◆ **Entries shown**
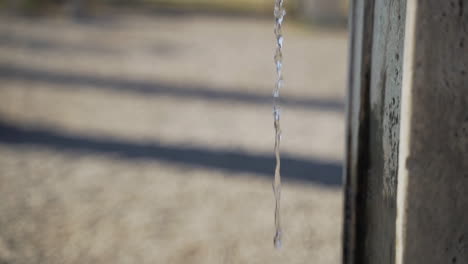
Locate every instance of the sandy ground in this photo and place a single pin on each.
(137, 139)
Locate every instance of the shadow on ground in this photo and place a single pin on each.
(293, 168)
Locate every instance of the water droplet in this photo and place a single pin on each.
(280, 41)
(279, 13)
(277, 240)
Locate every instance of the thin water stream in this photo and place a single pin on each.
(279, 13)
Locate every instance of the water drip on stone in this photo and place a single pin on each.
(279, 12)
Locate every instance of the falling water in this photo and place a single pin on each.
(279, 13)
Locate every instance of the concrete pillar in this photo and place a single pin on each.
(433, 174)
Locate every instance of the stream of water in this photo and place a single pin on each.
(279, 13)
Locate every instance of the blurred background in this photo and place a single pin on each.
(142, 131)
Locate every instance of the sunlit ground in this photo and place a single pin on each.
(138, 139)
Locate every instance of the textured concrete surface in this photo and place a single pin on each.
(135, 139)
(434, 157)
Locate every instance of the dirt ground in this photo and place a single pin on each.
(148, 139)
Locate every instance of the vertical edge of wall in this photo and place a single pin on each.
(375, 78)
(433, 201)
(361, 30)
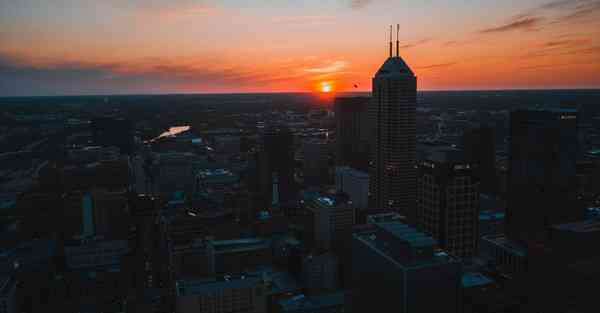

◆ **Exercise goal**
Pick out each line in the records above that contains the word "concrete".

◆ **Output for this exercise**
Locate every instance of the concrete pillar in this photo and place a single pin on each.
Locate every instance of the textured concrete surface in this photo and place a single pin on each.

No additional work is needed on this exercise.